> GIVEN PROBLEM 1
Please copy out the lines of the records below word for word, leaving out the pictures.

> EXCERPT PROVIDED
Classical Music: The Place des Arts also harbors the headquarters of the Montreal Symphony Orchestra (MSO) that perform in its halls regularly. The MSO is one of the top performance troupes in North America, most remembered for the quality performance of the repertoire of Maurice Ravel. Since 2006, the MSO has a new conductor, the American Kent Nagano. Two other Montreal popular musical troupes are L'Orchestre metropolitain, conducted by Yannick Nezet-Seguin, and I Musici de Montreal a chamber orchestra founded and conducted by Yuli Turovsky. I Musici de Montreal are considered among the greatest interpreters of the works of George Frideric Handel. Also performing home at Place des Arts is The Opera de Montreal, the most prestigious opera company in Montreal. One Montreal radio station is entirely devoted to classical music.
Music: Given that Montreal is mostly French-speaking, most popular local bands and singers have sung in French. In the past, the most popular local artists succeeded in filling arenas (Beau Dommage, Offenbach, Cowboys Fringants) or even the Olympic Stadium (eg. Diane Dufresne), a feat usually reserved to a few international rock stars. Special events, such as the musical show on the Quebec national holiday, regularly attract over one hundred thousand people. The height for the French musical scene is reached every year during the Francofolies. The festival attracts international artists from La Francophonie, popular artists from the Quebec musical scene, and emerging artists noticed during preceding festivals.
Montreal's English-speaking music scene also succeeds in getting attention from popular media around the world. The growing success of the current variety of artists and bands, with Arcade Fire arguably leading the way, owes much to the city's culture of melting together different genres of music present from many different cultures. A variety of music festivals and independent local record labels also helps sustain this success. Other Montreal bands include Wolf Parade, Mobile, and the Unicorns.
The Montreal International Jazz Festival illustrates well this melting of genres. Far from limiting itself classical jazz (a style that Montreal always represented with jazzmen such as Oscar Peterson and Oliver Jones), it features a great variety of artists who have espoused rhythms and styles from around the world. Smaller musical festivals include Montreal Nuits d'Afrique ("African Nights"), Montreal Reggae Festival, Pop Montreal, FestiBlues international de Montreal, Mutek electronic music festival, and Osheaga rock festival.
Theatre: Theatre in Montreal is dominated by French-language productions, in part because Montreal has traditionally been a center for most successful Quebec plays. As a result, the most celebrated and internationally recognized Quebec playwrights have all worked in Montreal at some point, including Montreal's son Michel Tremblay (The Guid-Sisters, Forever Yours, Marilou), Montreal's adoptee Wajdi Mouawad (Wedding Day at the Cromagnons, Littoral). Most established French-language theatres are found in the Quartier Latin (eg. Theatre du Rideau Vert) or near Place des Arts (Theatre du Nouveau Monde, Theatre Jean-Duceppe). In contrast, English theatre struggled but survived with the Centaur Theatre. Ethnic theatre, by the 70s, began to be a force, notably with the Black Theatre Workshop under the leadership of artistic director Tyrone Benskin, the Yiddish Theatre established at the Saidye Bronfman Centre and later with the Teesri Duniya Theatre. More recently theatre has been taking a more activist turn with emerging organizations such as ATSA and the Optative Theatrical Laboratories, and festivals such as the Anarchist Theatre Festival, MAYWORKS, and the Infringement Festival.

> DATA SECTION
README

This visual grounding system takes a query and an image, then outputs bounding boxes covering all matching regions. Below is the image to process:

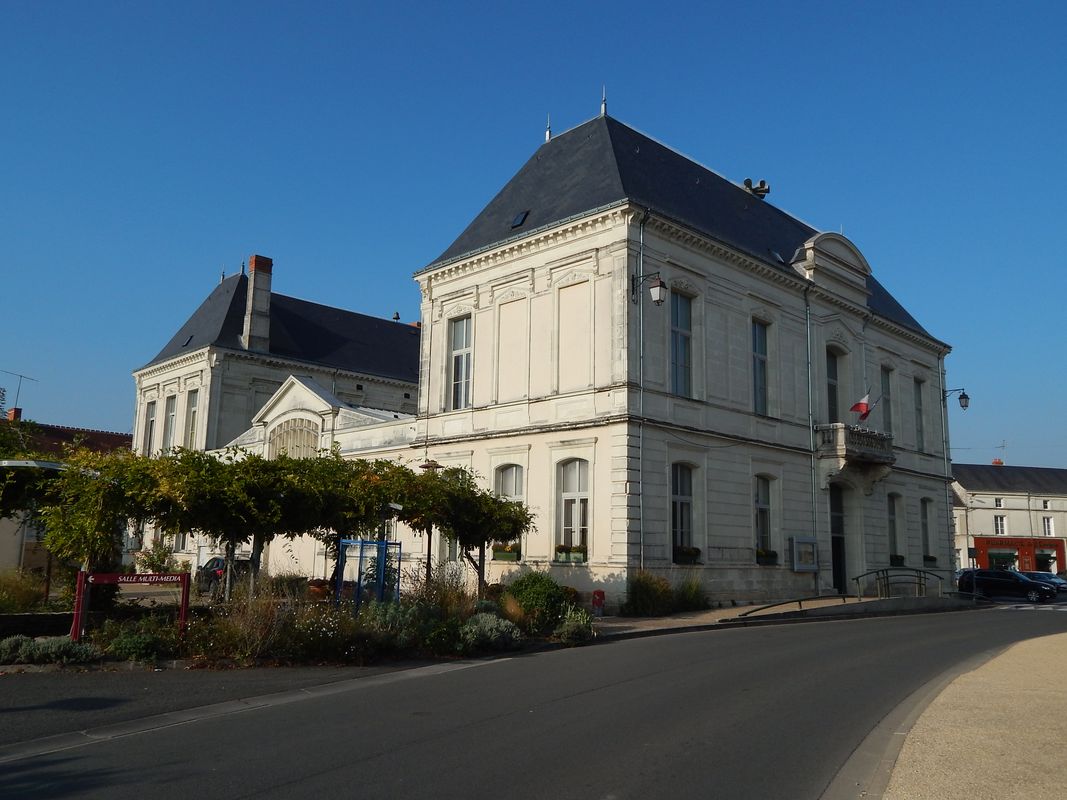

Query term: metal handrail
[853,566,944,599]
[737,594,851,617]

> GIVEN PROBLEM 2
Answer these questions from the excerpt on Montreal's music and theater:
(a) Since what year has Kent Nagano conducted the Montreal Symphony Orchestra?
(b) Which yearly event marks the height of the French musical scene?
(c) Which theater let English theater survive in Montreal?

> EXERCISE RESPONSE 1
README

This visual grounding system takes a query and an image, then outputs bounding boxes covering all matching regions. Below is the image to process:


Query term: metal handrail
[853,566,944,599]
[737,594,851,617]

> EXERCISE RESPONSE 2
(a) 2006
(b) The Francofolies
(c) The Centaur Theatre